Can you rewrite the material below as a numbered list, leaving out any blank lines?

(Dataset items)
--- start ---
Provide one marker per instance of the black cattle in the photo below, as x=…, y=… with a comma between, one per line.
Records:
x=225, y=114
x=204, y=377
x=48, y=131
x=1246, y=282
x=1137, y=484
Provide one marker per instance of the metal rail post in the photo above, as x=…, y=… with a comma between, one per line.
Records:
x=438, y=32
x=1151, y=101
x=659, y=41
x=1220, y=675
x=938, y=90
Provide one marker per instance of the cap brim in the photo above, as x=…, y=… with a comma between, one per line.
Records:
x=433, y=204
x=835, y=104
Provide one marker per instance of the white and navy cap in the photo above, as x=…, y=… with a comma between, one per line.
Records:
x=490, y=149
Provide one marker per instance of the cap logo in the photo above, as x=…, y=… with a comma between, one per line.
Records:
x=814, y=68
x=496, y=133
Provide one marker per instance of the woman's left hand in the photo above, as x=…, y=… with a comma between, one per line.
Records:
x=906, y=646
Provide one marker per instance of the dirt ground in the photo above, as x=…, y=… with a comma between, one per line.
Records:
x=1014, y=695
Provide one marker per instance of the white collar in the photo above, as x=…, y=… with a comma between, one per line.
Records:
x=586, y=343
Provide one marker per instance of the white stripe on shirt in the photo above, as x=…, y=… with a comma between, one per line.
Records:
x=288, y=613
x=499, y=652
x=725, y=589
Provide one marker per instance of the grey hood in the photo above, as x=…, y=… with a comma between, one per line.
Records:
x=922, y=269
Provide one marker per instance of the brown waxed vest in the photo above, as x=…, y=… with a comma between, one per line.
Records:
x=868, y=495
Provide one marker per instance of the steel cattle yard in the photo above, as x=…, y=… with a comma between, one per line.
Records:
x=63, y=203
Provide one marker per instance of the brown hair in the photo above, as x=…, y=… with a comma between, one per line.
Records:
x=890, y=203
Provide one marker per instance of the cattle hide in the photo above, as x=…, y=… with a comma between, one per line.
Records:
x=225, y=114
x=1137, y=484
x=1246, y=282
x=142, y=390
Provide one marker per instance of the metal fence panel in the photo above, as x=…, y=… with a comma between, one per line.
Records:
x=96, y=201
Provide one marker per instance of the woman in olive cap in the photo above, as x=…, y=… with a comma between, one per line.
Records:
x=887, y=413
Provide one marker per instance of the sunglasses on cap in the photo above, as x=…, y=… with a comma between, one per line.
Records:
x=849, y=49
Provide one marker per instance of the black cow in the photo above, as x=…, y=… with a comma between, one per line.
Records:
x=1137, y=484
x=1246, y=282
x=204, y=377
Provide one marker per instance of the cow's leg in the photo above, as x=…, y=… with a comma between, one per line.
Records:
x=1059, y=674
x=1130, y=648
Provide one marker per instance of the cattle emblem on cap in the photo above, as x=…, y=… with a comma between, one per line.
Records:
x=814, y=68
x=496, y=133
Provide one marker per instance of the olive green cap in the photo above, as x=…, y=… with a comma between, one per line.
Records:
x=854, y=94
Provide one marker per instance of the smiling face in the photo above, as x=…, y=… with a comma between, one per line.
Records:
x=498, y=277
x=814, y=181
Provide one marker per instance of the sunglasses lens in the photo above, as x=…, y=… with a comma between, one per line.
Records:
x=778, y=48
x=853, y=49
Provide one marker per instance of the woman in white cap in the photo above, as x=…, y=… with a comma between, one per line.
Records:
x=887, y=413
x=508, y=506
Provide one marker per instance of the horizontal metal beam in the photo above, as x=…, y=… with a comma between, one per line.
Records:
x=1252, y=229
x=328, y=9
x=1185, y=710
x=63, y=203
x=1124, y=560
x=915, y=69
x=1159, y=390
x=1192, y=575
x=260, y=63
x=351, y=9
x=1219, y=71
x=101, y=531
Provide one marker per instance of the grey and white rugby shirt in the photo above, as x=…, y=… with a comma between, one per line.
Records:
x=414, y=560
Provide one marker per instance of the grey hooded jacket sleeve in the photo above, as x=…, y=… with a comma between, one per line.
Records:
--- end ---
§ EXERCISE RESPONSE
1. Provide one marker per instance of the black cattle in the photo below, as x=…, y=… with a comma between, one per line.
2. Records:
3. x=225, y=114
4. x=204, y=377
5. x=48, y=131
6. x=1246, y=282
7. x=1137, y=484
8. Provide one marker per instance of the metal rail post in the photo above, as x=…, y=… with a comma between, one per line.
9. Records:
10. x=438, y=32
11. x=1151, y=101
12. x=659, y=41
13. x=1220, y=675
14. x=938, y=90
15. Provide one marker per instance of the cap brim in the photo above, as x=…, y=… with a comma between, one per line.
16. Records:
17. x=433, y=204
18. x=835, y=104
19. Provide one marker per instance of the white and navy cap in the photo above, as x=…, y=… with a comma between, one per line.
20. Records:
21. x=490, y=149
22. Provide one marker per instance of the cap logo in the photo above, as x=…, y=… with a comma between, one per line.
23. Records:
24. x=814, y=68
25. x=496, y=133
26. Provide one marker per instance of the woman's left hand in the photo above, as x=…, y=… with a comma between, one per line.
27. Records:
28. x=906, y=646
29. Provide one marker per instance of the dirt ground in the photo above, as x=…, y=… with a comma between, one per line.
30. Records:
31. x=1014, y=695
32. Provide one marker per instance of the white collar in the photo above, as x=…, y=… with a comma between, one per line.
33. Records:
34. x=586, y=343
35. Provide one marker per instance of the white stripe on shirt in the photo above, as x=…, y=… with a comma between, one per line.
36. Records:
37. x=288, y=613
38. x=499, y=652
39. x=725, y=589
40. Provide one marker per instance of the grey hood in the photo above, as x=…, y=… with a comma between, one per line.
41. Records:
42. x=922, y=269
43. Provide one marker per instance of the brown waxed vest in the photo above, as x=…, y=… with a comma between, one per line.
44. Records:
45. x=868, y=495
46. Provide one marker per instance of the steel cattle yard in the photo above, as x=…, y=… with a comma between, one per line.
47. Records:
48. x=63, y=203
49. Provide one marker per instance of the brown hair in the photo above, as x=…, y=… with a comma between, one per line.
50. Records:
51. x=890, y=203
52. Provide one marker per instance of the cattle hide in the photo above, as x=…, y=… with a comma between, one per line.
53. Records:
54. x=225, y=114
55. x=1137, y=484
56. x=1246, y=282
57. x=142, y=390
58. Provide one marker per instance of the metal fence panel in the photo above, as x=…, y=… with a comma between, one per line.
59. Records:
60. x=96, y=201
61. Provide one marker per instance of the woman in olive cap in the photo above, as x=…, y=… with a comma between, one per line.
62. Records:
63. x=887, y=413
64. Provide one marker per instance of the sunglasses on cap in the photo above, as x=…, y=… with a comma between, one per line.
65. Records:
66. x=849, y=49
67. Provide one marker per instance of the black cow in the photo above, as x=…, y=… with a comma between, one per line.
68. Records:
69. x=1137, y=484
70. x=1246, y=282
71. x=204, y=377
72. Provide one marker per instance of the cow's leg in the photo above, as x=…, y=… with a comma between, one per line.
73. Records:
74. x=1059, y=674
75. x=1130, y=648
76. Provide one marker per instance of the cattle emblem on cap in the photo above, as x=…, y=… with a comma between, one per line.
77. Records:
78. x=814, y=68
79. x=496, y=133
80. Provide one marker per instance of the olive green cap in the photo above, as x=…, y=… with a comma between, one per line.
81. Records:
82. x=854, y=94
83. Provide one marker per instance of the smiling face in the photo above, as x=…, y=… with a comma between, one per line.
84. Records:
85. x=498, y=277
86. x=814, y=181
87. Provide one marker per instance of the sunglasses lens in the photo above, as x=…, y=… with a comma between, one per line.
88. Records:
89. x=778, y=48
90. x=853, y=49
91. Provide one marker per instance of the woman in white cap in the photo above, as x=…, y=… with a comma between, one per line.
92. Records:
93. x=887, y=413
94. x=508, y=506
95. Provide one marker per instance of the horizontal metal beam in the photo above, as x=…, y=… with a comma between, one per line.
96. Records:
97. x=1252, y=229
98. x=328, y=9
99. x=1185, y=710
100. x=63, y=203
101. x=1124, y=560
102. x=915, y=69
103. x=1159, y=390
104. x=1192, y=575
105. x=260, y=63
106. x=351, y=9
107. x=1219, y=71
108. x=101, y=531
109. Provide one marker per instance of the grey and white rugby shirt in the photo above, as x=…, y=… with a comma between, one per line.
110. Records:
111. x=414, y=560
112. Provide one marker per instance of the grey hooded jacket sleeve in the photo above, as x=…, y=… with a comma between, one per line.
113. Records:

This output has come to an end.